• **Directions for this task**
In the listing below, look for "trunk" and copy every line that has it.

• **Records supplied**
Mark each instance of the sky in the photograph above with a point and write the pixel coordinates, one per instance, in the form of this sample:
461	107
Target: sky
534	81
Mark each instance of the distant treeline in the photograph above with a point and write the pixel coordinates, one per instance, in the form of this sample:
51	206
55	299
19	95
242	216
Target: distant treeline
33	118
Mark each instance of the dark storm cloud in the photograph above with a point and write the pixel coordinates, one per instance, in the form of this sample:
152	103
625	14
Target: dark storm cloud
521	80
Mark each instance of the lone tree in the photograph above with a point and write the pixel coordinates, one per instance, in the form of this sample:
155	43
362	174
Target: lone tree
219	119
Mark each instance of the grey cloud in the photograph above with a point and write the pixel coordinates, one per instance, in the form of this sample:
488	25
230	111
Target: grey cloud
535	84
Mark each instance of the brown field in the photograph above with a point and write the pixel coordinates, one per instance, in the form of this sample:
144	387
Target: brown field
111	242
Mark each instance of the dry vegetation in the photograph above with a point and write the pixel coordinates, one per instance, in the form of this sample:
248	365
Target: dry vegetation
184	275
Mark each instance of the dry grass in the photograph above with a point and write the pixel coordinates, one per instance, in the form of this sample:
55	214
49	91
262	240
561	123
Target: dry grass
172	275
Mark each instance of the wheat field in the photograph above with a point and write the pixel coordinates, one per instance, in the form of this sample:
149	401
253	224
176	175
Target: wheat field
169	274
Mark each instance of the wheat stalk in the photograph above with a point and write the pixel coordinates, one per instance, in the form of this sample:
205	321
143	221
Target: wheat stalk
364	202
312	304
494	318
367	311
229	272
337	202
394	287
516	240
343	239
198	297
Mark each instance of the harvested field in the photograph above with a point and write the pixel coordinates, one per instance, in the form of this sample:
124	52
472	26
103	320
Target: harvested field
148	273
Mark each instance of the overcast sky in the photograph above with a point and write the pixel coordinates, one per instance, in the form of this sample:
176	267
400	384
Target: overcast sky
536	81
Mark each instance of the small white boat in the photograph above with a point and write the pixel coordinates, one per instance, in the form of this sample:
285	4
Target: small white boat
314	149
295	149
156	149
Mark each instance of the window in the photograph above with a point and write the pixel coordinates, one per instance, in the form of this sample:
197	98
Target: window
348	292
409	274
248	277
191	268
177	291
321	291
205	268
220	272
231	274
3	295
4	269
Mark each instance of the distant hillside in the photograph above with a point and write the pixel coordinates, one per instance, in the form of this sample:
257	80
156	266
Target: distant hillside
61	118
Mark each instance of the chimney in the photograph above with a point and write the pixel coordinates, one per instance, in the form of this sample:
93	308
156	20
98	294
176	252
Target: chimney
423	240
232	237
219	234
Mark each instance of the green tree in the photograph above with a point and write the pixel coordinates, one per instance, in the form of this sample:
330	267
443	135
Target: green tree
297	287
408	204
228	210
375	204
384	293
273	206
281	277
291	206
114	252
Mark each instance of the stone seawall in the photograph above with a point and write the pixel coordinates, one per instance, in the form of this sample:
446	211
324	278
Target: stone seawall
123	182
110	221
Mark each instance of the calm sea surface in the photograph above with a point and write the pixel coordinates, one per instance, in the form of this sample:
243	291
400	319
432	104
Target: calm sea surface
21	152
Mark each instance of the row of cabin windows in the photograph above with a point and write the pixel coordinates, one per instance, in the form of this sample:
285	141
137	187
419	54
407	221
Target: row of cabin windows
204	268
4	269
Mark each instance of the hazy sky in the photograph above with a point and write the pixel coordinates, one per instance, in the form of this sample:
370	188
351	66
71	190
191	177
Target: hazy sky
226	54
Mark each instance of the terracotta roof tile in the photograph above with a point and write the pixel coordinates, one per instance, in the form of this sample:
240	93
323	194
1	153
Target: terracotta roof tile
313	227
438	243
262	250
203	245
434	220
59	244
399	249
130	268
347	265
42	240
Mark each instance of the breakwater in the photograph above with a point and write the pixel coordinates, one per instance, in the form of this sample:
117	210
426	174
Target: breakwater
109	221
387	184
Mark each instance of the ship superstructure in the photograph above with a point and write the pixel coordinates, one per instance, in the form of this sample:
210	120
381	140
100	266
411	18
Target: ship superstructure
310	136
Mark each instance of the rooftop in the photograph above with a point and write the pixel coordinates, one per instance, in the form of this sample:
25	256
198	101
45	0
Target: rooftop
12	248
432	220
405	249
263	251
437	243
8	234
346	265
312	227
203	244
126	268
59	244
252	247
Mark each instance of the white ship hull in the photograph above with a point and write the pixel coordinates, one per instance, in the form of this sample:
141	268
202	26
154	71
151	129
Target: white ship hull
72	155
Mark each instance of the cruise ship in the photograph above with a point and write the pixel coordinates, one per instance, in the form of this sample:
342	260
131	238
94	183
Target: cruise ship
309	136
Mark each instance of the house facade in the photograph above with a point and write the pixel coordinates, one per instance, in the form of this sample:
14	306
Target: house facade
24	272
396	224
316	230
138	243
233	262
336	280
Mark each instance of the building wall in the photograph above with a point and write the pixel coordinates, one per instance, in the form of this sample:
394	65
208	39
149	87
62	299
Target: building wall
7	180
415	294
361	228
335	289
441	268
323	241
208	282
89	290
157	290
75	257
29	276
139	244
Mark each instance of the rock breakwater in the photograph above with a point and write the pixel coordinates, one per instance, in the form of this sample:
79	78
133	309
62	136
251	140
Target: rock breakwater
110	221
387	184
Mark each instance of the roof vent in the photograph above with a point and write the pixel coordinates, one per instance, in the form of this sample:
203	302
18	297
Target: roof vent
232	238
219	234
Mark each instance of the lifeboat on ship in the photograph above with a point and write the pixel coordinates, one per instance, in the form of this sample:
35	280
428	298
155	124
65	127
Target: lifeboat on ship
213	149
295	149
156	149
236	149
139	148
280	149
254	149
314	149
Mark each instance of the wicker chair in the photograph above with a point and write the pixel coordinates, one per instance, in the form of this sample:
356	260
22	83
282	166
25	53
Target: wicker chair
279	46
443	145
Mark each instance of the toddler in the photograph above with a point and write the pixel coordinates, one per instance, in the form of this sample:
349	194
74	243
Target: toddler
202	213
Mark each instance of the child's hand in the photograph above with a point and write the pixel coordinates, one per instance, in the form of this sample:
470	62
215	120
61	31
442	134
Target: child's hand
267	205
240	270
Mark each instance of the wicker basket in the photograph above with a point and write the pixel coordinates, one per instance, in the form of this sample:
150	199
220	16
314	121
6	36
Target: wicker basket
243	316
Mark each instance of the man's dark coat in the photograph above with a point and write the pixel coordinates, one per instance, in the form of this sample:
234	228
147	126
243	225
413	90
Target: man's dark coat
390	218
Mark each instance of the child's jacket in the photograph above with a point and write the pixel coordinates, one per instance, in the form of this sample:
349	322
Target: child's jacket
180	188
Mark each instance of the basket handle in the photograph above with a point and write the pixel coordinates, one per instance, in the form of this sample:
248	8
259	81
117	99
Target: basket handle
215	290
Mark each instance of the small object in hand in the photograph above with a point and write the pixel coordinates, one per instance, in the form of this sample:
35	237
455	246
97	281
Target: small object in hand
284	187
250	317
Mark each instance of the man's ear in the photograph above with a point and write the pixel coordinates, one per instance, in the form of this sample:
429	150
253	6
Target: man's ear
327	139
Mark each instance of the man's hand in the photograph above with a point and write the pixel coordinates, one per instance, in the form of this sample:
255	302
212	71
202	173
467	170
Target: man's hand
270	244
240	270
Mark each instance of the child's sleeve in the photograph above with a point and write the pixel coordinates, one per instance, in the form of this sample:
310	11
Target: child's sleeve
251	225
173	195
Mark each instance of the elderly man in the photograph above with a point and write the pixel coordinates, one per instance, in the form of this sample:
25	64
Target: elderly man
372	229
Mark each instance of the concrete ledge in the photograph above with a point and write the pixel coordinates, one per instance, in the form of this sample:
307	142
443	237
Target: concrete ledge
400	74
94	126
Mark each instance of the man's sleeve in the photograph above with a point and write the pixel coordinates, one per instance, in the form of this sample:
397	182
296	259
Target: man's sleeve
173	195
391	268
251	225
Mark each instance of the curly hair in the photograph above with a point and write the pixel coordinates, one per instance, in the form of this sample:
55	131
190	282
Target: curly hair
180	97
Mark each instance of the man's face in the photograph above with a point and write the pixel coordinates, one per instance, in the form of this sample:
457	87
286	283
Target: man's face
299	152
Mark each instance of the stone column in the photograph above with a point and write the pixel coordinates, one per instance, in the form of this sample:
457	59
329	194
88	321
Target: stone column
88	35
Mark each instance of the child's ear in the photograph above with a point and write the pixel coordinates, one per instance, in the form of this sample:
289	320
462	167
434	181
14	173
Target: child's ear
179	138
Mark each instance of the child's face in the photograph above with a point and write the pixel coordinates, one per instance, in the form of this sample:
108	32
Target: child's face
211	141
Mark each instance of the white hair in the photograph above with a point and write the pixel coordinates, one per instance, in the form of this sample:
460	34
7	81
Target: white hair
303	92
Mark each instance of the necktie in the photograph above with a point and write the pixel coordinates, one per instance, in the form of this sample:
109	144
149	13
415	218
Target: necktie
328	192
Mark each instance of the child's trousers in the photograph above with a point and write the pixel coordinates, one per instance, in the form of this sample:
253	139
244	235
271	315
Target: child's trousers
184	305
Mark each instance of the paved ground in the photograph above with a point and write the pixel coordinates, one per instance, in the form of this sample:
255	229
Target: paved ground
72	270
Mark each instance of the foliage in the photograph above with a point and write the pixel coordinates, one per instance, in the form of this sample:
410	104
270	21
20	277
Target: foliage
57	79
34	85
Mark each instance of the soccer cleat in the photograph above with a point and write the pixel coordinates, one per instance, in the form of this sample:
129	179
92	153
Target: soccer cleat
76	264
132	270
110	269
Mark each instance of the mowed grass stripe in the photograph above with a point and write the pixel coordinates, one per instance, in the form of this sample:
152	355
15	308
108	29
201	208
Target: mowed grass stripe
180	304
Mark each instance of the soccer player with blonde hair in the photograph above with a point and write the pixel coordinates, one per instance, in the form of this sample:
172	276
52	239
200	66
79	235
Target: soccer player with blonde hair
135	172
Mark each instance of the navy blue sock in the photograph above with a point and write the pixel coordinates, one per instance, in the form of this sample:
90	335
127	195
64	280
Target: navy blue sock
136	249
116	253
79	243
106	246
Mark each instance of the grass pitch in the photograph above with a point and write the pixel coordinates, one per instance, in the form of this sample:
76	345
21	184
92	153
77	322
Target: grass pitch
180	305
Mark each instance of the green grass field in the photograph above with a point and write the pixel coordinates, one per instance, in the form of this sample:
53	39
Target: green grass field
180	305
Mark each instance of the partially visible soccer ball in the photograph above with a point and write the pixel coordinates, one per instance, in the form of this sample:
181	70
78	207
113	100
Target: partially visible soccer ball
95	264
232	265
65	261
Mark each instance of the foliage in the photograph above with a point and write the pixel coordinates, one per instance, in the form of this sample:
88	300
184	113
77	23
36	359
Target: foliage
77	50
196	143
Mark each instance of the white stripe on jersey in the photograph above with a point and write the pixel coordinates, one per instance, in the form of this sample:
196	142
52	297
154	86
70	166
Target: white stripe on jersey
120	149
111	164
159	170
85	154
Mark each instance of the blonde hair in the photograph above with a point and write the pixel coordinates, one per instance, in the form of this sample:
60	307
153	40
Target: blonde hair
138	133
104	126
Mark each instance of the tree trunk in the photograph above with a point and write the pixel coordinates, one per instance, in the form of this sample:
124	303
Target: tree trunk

• **Solution for this problem**
Mark each instance of the tree trunk in the photograph above with a point and write the pixel coordinates, one per instance, in the form of this sample:
Target: tree trunk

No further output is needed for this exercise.